Copy every line of the data exactly, leaving nothing out.

++++++++++++++++++++

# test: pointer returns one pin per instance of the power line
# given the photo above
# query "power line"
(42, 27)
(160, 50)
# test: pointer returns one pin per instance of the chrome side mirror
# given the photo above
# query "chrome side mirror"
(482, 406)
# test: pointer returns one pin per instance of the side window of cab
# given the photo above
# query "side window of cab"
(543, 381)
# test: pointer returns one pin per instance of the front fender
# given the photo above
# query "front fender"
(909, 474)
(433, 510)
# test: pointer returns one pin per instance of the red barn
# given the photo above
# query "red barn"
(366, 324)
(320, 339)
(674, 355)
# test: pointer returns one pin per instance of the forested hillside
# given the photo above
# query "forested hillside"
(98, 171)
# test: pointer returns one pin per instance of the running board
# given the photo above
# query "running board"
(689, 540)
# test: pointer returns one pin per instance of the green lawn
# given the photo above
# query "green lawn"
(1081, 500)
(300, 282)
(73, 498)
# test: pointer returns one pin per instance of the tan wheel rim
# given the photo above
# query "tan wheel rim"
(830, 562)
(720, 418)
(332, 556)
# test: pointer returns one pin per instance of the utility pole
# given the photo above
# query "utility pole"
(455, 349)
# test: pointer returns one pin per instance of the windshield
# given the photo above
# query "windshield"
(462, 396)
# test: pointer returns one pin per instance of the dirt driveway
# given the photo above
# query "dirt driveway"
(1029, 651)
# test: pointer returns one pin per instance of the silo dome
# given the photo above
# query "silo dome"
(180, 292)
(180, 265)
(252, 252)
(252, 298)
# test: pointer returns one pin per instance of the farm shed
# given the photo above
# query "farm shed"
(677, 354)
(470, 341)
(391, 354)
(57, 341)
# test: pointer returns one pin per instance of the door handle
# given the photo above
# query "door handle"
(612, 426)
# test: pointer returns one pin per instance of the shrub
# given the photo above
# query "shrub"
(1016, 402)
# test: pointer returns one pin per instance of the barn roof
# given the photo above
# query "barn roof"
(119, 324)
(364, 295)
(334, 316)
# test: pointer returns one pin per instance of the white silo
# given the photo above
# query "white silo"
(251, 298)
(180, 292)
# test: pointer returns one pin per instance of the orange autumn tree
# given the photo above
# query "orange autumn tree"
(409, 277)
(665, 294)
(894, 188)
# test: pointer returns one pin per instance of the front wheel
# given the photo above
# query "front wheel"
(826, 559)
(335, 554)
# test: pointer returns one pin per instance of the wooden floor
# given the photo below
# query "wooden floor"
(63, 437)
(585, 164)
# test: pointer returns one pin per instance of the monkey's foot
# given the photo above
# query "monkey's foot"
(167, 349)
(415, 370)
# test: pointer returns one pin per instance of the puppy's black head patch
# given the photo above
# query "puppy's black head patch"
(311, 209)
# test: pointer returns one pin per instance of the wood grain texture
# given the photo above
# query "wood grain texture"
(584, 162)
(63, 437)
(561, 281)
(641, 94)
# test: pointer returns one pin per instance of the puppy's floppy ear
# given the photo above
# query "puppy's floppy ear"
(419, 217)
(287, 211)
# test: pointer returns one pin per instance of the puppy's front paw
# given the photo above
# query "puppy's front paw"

++++++++++++++++++++

◆ **Correct answer**:
# test: pointer returns one pin per instance of the power line
# given the photo above
# query "power line"
(42, 27)
(160, 50)
# test: pointer returns one pin per instance of the chrome side mirror
# given the photo above
# query "chrome side mirror"
(482, 406)
# test: pointer returns one pin per instance of the side window of cab
# given the photo above
# query "side window of cab"
(543, 381)
# test: pointer returns one pin per instance of the front fender
# given the photo above
# query "front fender"
(909, 474)
(433, 510)
# test: pointer returns one pin per instance of the red barn
# given the photo above
# query "red barn"
(366, 324)
(320, 339)
(674, 355)
# test: pointer returns one pin per instance of the forested hillside
# given the photo above
# query "forested hillside"
(98, 171)
# test: pointer returns one pin per instance of the running board
# given the photo above
# query "running board"
(689, 540)
# test: pointer returns one pin per instance of the green lawn
# given the photo above
# query "green lawn"
(1081, 500)
(300, 282)
(73, 498)
# test: pointer returns one pin per instance of the tan wheel rim
# given the photo above
# query "tan wheel rim"
(830, 562)
(720, 418)
(332, 556)
# test: pointer returns one pin per instance of the utility pole
# given the photo above
# query "utility pole"
(455, 349)
# test: pointer returns one pin per instance of the windshield
# given the photo above
# query "windshield"
(462, 396)
# test: pointer returns one pin per instance of the dirt driveway
# given the photo above
# query "dirt driveway"
(1029, 651)
# test: pointer returns one pin per instance of the silo dome
# given the photo above
# query "silo dome"
(180, 292)
(180, 265)
(252, 252)
(252, 298)
# test: pointer returns one pin per instance of the farm shed
# given the photo above
# query "farm shed"
(677, 354)
(470, 341)
(391, 354)
(57, 341)
# test: pointer returns one pin per instance of the door handle
# given the photo above
# query "door handle"
(612, 426)
# test: pointer returns one pin per instance of the shrub
# given the photo above
# query "shrub"
(1016, 402)
# test: pointer returns one pin per instance of the barn roof
# given the photo above
# query "barn roof"
(119, 324)
(364, 295)
(334, 316)
# test: pointer returns one pin per instance of the white silo
# given the photo above
# query "white silo"
(251, 298)
(180, 292)
# test: pointer returns one pin per instance of the orange autumn tree
# given the photo above
# query "orange autumn tree"
(409, 277)
(665, 294)
(894, 188)
# test: pointer returns one pin per instance of the front wheel
# given the photo above
# query "front wheel"
(826, 559)
(335, 554)
# test: pointer returns one pin per instance of the wooden floor
# given the photo below
# query "wooden floor"
(63, 437)
(585, 164)
# test: pointer returns one pin per instance of the monkey's foot
# given the photo above
# query "monkey's foot"
(167, 349)
(415, 370)
# test: pointer returns one pin per instance of the puppy's black head patch
# given the photo above
# query "puppy's black head patch"
(311, 209)
# test: pointer returns one pin per instance of the wood grain texture
# given the photo above
# query "wood grain texture"
(584, 162)
(63, 437)
(561, 281)
(641, 94)
# test: pointer returns one pin per instance of the puppy's floppy ear
# given the photo above
# query "puppy's floppy ear"
(419, 217)
(287, 211)
# test: pointer returns one pin per instance of the puppy's front paw
# given the photo above
# query "puppy's front paw"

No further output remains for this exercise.